- [EXERCISE PROMPT]
Repeat every entry exactly as given.

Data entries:
[Start of Attachment]
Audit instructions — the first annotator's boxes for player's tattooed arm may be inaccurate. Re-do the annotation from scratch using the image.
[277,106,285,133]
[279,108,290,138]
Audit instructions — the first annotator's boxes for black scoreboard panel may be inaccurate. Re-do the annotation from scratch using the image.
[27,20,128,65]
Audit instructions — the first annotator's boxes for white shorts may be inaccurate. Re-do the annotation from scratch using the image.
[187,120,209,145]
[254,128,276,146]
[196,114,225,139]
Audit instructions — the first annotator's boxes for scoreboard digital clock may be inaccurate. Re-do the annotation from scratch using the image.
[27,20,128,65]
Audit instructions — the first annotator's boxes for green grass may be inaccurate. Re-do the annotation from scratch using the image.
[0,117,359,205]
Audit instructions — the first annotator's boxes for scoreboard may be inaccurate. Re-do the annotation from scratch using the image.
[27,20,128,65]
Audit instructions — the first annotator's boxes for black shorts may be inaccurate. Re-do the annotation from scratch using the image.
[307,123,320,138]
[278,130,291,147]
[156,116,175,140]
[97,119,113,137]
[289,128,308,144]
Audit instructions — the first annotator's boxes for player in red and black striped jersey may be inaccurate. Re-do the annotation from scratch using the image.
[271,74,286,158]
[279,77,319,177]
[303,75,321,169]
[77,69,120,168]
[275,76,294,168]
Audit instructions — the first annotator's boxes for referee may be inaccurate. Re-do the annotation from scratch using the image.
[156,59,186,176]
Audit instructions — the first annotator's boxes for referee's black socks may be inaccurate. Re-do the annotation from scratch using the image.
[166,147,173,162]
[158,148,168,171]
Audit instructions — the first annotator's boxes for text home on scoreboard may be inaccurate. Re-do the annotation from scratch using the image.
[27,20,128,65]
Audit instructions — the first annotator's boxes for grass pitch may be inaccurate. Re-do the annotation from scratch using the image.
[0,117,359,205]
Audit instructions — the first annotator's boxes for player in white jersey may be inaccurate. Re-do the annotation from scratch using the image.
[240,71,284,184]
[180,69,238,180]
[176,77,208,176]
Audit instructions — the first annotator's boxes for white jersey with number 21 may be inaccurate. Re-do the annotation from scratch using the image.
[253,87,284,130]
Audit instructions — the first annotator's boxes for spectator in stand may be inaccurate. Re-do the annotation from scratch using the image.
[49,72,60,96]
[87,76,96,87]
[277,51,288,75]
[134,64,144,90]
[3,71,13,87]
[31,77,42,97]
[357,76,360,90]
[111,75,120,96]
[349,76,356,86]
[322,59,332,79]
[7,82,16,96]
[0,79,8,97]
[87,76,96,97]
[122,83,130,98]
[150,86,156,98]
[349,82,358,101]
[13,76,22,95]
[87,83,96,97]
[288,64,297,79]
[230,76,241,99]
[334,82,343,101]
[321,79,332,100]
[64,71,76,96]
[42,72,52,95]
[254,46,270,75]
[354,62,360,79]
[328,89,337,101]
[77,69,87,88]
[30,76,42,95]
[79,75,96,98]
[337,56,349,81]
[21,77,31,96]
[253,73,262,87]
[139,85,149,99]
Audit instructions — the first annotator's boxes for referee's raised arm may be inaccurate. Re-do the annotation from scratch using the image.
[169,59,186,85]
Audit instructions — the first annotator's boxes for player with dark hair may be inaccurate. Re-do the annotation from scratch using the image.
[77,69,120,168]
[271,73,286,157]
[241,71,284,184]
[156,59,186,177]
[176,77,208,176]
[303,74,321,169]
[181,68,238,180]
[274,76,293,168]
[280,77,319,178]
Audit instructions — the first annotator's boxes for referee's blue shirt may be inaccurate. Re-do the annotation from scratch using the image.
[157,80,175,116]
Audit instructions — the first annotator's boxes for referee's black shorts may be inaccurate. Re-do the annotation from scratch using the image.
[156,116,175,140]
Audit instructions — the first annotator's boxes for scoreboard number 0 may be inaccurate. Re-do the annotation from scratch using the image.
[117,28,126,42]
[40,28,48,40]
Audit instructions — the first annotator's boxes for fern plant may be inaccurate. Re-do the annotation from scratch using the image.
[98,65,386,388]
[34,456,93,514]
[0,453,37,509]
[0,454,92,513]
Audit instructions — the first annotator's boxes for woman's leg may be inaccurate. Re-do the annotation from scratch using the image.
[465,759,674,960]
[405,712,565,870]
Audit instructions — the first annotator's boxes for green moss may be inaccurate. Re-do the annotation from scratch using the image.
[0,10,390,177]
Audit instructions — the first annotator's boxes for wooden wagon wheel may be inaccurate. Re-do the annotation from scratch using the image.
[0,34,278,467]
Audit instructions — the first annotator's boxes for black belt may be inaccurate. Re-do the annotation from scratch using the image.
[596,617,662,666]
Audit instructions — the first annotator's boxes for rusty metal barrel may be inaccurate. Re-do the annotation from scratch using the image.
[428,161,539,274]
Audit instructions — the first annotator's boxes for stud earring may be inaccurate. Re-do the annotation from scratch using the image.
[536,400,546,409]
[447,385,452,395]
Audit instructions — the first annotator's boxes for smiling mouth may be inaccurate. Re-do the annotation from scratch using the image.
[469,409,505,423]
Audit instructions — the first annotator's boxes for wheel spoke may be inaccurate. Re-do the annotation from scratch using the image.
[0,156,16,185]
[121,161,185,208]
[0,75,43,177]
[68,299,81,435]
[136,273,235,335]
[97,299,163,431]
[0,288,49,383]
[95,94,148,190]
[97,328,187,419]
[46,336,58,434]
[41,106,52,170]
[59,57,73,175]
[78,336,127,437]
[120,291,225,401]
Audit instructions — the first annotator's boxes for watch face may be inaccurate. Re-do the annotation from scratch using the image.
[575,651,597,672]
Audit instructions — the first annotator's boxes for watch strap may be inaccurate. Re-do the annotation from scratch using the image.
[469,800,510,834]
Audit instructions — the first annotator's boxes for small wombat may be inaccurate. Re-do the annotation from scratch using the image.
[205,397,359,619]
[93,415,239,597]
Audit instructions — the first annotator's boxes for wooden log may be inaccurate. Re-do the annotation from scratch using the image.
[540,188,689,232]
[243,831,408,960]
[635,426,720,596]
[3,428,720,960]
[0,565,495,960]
[End of Attachment]
- [TASK SOLUTION]
Audit instructions — the first annotator's boxes for player's tattooed arm may be inaccurate. Re-do the annotation from scratch using the image.
[277,106,285,133]
[279,108,290,138]
Audit instructions — the first annotator's boxes for black scoreboard panel may be inaccurate. Re-do the annotation from scratch using the image.
[27,20,128,65]
Audit instructions — the first annotator's boxes for white shorts may be inaccurate. Re-do the annotation from scratch using the image.
[187,120,209,145]
[254,128,276,146]
[196,114,225,139]
Audit instructions — the first annotator's boxes for scoreboard digital clock may be inaccurate. Re-do the annotation from scratch using the image.
[27,20,128,65]
Audit instructions — the first annotator's boxes for green grass may be inaccurate. Re-do the annotation from scratch using the image.
[0,117,359,205]
Audit instructions — the first annotator's boxes for scoreboard may be inaccurate. Re-do the annotation from scratch using the image.
[27,20,128,65]
Audit instructions — the first annotator's boxes for black shorts may be inaccurate. Re-do the annotation from scratch using the image.
[307,123,320,138]
[278,130,291,147]
[156,116,175,140]
[97,119,113,137]
[289,128,308,144]
Audit instructions — the first annotator's boxes for player in red and black striped jersey may be inaccurate. Re-do the annotation from scratch using the image.
[271,74,286,158]
[279,77,319,177]
[303,75,321,169]
[77,69,120,168]
[275,76,294,168]
Audit instructions — the first annotator's boxes for referee may be inaccurate. Re-do the annotation from scratch using the image.
[156,59,186,176]
Audit instructions — the first annotator's boxes for referee's black socks may be inaccurate. Re-do the annotation from scratch using the image.
[166,147,173,162]
[158,148,168,171]
Audit instructions — the first annotator's boxes for text home on scoreboard may be inaccurate. Re-do the annotation from scratch using the image.
[27,20,128,65]
Audit instructions — the first annotator's boxes for grass pitch may be inaccurate. Re-do the annotation from scratch using the image.
[0,117,359,205]
Audit instructions — the first annotator's boxes for player in white jersey may be inaccurate. Re-do the annotation from scratch using the image.
[240,71,284,184]
[180,69,238,180]
[176,77,208,176]
Audit instructions — the first annotator's boxes for white jersey with number 21 may be inaccurate. Re-do the annotation from scratch using the image.
[253,87,284,130]
Audit instructions — the first annotator's boxes for spectator in stand may be inaccurate. Re-do the annotation from scratch using the image.
[49,72,60,96]
[87,76,96,87]
[277,51,288,75]
[134,64,144,90]
[3,71,13,87]
[31,77,42,97]
[357,76,360,90]
[111,75,120,96]
[349,76,356,86]
[322,59,332,79]
[7,82,16,96]
[0,79,8,97]
[87,76,96,97]
[122,83,130,98]
[150,86,156,98]
[349,82,358,101]
[13,76,22,95]
[87,83,96,97]
[288,64,297,79]
[230,76,241,99]
[334,82,343,101]
[321,79,332,100]
[64,71,76,96]
[42,72,52,95]
[254,46,270,75]
[354,62,360,79]
[328,89,337,101]
[77,69,87,88]
[30,76,42,95]
[79,75,96,98]
[337,56,349,81]
[21,77,31,96]
[253,73,262,87]
[139,85,149,99]
Audit instructions — the first annotator's boxes for referee's raised arm may be inaccurate. Re-do the annotation from scratch using the image.
[169,59,186,85]
Audit instructions — the first annotator's boxes for player with dark hair may be inaccurate. Re-do the annotation from scratch using the image.
[77,69,120,168]
[271,73,286,157]
[241,71,284,184]
[156,59,186,177]
[176,77,208,176]
[303,74,321,169]
[181,68,238,180]
[274,76,293,168]
[280,77,319,178]
Audit instructions — the first annotator's boxes for referee's blue shirt may be inaccurate. Re-do the annotation from scratch using the image.
[157,80,175,116]
Audit instructions — the first annotator's boxes for referee's black shorts may be inaccurate. Re-do the annotation from scratch using the image.
[156,116,175,140]
Audit instructions — the first annotator's boxes for scoreboard number 0 may be inaccurate. Re-do the annotation from scratch using the image.
[117,28,126,42]
[40,28,48,40]
Audit instructions — the first annotator's boxes for fern plant may be inaccurate. Re-do the annotation from scratch using the image.
[98,65,386,388]
[34,456,93,514]
[0,453,37,509]
[0,454,92,513]
Audit instructions — the first annotator's boxes for woman's leg may be inaccurate. Re-do the annotation from scratch using the image.
[465,759,674,960]
[405,712,565,870]
Audit instructions — the first annotator's boxes for green moss may be inaccurate. Re-do the annotation from scratch using the image.
[0,10,390,177]
Audit instructions — the first annotator's boxes for wooden wagon wheel may be inaccurate. Re-do the annotation from scratch using the image.
[0,34,278,467]
Audit instructions — the first annotator's boxes for black belt may be inaccurate. Re-do the annotation from scratch using the image.
[596,617,662,666]
Audit instructions — the first annotator's boxes for rusty metal barrel may be inaccurate. Re-do the annotation from scratch using the image.
[428,161,539,274]
Audit instructions — the first annotator's boxes for stud earring may be inaccurate. Re-do the annotation from scratch using the image.
[536,400,546,409]
[447,385,452,395]
Audit instructions — the first annotator's boxes for smiling mouth may be inaccurate. Re-do the annotation from scratch using the image.
[469,409,505,423]
Audit instructions — the first annotator's boxes for wheel spoke may be inaccurate. Re-do the annotation from scratch using the image.
[0,156,16,185]
[121,161,185,208]
[0,75,43,177]
[68,299,81,435]
[136,273,235,335]
[97,299,163,431]
[0,288,49,383]
[95,94,148,190]
[97,328,187,419]
[46,336,58,434]
[41,106,52,170]
[59,57,73,175]
[78,336,127,437]
[120,291,225,401]
Audit instructions — the first annotator's boxes for watch face may be inaccurate. Re-do the annotation from scratch using the image.
[575,651,597,672]
Audit instructions — the first annotator's boxes for watch strap may be inaccurate. Re-do the annotation from scratch using the image.
[469,800,510,834]
Audit instructions — the first annotator's boxes for small wombat may be inaccurate. Re-do the annotation from scratch using the image.
[205,397,359,619]
[93,415,239,597]
Audit instructions — the first annotator's boxes for wooden log may be inaccurate. Re-do the annotation from scratch using the image.
[540,188,689,232]
[243,831,408,960]
[635,426,720,596]
[3,428,720,960]
[0,565,495,960]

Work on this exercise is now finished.